:: PROVIDED MATERIAL ::
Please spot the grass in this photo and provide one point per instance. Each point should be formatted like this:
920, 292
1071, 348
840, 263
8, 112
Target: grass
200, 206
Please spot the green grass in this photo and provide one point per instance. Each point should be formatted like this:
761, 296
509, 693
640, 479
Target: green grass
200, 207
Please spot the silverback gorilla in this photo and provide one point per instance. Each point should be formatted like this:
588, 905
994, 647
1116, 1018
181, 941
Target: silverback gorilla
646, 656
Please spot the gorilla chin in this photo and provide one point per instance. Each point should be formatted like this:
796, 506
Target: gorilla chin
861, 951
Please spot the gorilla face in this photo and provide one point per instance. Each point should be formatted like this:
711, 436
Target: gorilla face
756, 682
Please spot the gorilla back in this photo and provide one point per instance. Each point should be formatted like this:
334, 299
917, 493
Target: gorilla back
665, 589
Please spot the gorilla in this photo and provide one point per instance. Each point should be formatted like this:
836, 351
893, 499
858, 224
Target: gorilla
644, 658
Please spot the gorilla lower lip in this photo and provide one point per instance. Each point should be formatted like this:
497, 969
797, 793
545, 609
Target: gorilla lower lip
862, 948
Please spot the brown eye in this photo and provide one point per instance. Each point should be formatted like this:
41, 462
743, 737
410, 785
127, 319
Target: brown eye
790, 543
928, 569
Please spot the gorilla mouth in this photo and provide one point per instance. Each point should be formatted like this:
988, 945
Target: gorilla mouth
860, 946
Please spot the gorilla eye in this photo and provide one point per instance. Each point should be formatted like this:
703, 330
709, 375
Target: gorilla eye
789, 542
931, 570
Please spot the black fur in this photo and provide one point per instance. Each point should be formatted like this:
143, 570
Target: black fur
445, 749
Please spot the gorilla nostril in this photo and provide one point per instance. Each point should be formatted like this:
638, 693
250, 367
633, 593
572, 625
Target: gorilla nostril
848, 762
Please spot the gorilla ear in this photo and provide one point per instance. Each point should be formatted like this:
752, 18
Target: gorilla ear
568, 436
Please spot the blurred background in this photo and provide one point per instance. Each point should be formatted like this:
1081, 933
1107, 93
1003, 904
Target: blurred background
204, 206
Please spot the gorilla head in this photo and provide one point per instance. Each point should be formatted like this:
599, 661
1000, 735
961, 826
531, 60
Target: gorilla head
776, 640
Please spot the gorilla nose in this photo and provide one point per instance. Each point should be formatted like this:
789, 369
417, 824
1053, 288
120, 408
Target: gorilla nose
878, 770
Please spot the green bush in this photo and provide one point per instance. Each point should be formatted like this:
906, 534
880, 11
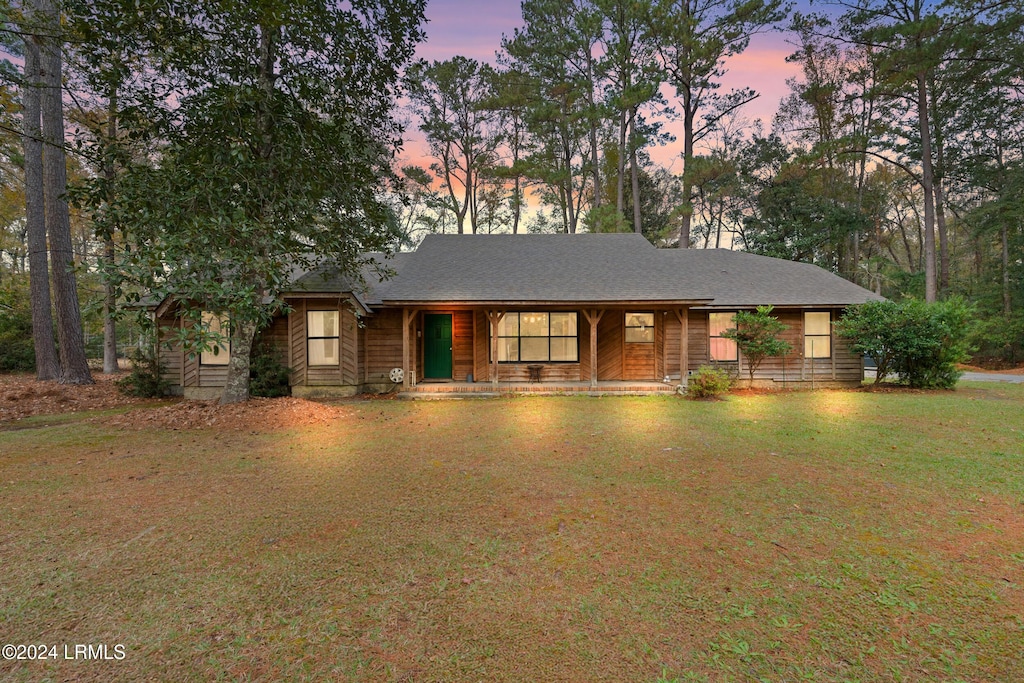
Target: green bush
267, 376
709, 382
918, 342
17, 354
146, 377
---
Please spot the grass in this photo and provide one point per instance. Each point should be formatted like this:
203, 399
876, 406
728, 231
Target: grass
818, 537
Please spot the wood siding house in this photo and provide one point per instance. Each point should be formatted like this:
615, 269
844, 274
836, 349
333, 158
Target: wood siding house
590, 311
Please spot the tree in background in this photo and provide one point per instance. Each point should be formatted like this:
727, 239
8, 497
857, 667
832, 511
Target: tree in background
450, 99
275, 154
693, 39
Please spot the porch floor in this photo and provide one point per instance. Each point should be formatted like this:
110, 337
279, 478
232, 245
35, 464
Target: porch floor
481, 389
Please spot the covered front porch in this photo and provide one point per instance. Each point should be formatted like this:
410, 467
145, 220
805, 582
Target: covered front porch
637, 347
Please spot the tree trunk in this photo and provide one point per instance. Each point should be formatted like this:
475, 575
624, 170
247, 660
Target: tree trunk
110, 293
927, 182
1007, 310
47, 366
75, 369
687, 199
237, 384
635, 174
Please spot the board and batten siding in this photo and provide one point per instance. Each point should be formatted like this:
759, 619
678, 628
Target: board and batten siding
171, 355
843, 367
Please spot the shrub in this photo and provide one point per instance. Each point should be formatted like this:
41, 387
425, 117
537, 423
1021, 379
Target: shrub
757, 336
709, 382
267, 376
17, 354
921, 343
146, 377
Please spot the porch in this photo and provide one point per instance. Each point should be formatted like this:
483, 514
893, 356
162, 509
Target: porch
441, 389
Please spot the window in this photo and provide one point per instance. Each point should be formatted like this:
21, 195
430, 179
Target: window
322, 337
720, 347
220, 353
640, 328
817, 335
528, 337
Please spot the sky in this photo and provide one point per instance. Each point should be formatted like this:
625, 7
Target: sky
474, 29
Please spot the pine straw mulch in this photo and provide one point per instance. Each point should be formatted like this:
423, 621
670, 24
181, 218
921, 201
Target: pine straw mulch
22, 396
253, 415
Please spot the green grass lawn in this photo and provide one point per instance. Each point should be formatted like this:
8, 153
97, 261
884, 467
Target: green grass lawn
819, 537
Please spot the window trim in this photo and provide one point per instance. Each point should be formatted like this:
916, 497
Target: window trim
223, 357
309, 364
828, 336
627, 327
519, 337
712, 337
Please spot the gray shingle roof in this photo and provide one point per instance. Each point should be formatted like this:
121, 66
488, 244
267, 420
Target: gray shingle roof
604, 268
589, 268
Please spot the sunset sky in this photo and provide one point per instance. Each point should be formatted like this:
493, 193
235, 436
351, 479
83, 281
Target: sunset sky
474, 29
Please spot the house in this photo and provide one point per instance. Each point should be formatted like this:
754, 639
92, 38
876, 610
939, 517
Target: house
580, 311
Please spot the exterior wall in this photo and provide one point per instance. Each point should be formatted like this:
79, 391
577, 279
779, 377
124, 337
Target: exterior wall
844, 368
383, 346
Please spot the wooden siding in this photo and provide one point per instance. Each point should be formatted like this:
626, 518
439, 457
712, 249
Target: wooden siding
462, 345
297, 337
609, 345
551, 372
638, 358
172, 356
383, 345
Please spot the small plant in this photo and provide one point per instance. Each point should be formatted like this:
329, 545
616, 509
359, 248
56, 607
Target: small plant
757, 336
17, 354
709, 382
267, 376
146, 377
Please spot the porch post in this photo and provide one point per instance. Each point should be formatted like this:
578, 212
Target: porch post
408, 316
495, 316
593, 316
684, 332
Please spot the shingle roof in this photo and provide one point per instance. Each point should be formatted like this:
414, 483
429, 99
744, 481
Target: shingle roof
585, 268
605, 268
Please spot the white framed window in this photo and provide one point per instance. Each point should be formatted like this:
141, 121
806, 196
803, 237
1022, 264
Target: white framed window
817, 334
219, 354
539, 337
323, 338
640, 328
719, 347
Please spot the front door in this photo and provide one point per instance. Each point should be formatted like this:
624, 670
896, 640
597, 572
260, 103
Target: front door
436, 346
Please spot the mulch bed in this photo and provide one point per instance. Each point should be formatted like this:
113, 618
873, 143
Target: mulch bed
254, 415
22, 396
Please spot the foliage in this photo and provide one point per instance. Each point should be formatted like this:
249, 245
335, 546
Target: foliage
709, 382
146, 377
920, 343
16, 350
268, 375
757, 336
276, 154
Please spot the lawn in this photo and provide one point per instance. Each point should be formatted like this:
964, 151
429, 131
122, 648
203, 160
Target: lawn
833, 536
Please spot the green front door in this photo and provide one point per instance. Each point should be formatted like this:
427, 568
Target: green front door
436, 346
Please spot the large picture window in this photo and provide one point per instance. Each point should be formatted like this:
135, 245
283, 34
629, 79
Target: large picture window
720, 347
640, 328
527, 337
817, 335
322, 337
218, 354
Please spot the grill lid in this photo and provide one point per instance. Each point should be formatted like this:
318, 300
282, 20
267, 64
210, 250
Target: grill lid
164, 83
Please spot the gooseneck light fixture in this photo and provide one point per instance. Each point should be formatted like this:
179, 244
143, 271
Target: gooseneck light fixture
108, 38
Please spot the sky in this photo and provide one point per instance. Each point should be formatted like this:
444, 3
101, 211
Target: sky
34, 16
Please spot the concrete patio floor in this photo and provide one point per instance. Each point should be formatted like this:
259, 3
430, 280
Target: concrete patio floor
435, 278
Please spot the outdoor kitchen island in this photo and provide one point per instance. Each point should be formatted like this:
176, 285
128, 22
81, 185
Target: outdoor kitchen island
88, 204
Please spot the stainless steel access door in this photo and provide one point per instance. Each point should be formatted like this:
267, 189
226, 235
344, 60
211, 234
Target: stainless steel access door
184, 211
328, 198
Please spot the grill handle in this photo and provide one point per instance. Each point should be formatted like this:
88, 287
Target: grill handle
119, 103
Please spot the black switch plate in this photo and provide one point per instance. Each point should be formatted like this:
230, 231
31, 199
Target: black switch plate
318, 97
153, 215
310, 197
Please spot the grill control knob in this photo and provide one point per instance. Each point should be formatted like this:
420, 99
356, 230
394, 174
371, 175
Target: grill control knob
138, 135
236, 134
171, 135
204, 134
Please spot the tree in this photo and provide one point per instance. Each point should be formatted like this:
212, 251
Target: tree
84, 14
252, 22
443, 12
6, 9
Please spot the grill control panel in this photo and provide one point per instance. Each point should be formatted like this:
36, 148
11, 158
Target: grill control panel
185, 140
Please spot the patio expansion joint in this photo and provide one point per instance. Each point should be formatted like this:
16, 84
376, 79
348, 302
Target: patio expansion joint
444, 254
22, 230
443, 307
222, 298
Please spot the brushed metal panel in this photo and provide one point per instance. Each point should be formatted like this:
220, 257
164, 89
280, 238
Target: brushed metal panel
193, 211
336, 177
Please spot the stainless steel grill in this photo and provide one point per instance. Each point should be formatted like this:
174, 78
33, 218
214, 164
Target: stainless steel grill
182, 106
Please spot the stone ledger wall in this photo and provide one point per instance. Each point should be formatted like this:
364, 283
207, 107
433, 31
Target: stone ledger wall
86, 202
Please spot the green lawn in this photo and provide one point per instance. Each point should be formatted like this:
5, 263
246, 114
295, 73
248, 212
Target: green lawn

:: WHAT YOU SHOULD DO ::
Using the data above, print exactly the lines from the line that contains "Target: stone ledger wall" through the line that contains "Target: green lawn", with both included.

:: EXERCISE RESULT ::
Target: stone ledger wall
86, 202
Please spot the green lawn in this photo and provide one point per instance. Each point should be formatted like this:
5, 263
246, 114
295, 73
248, 212
Target: green lawn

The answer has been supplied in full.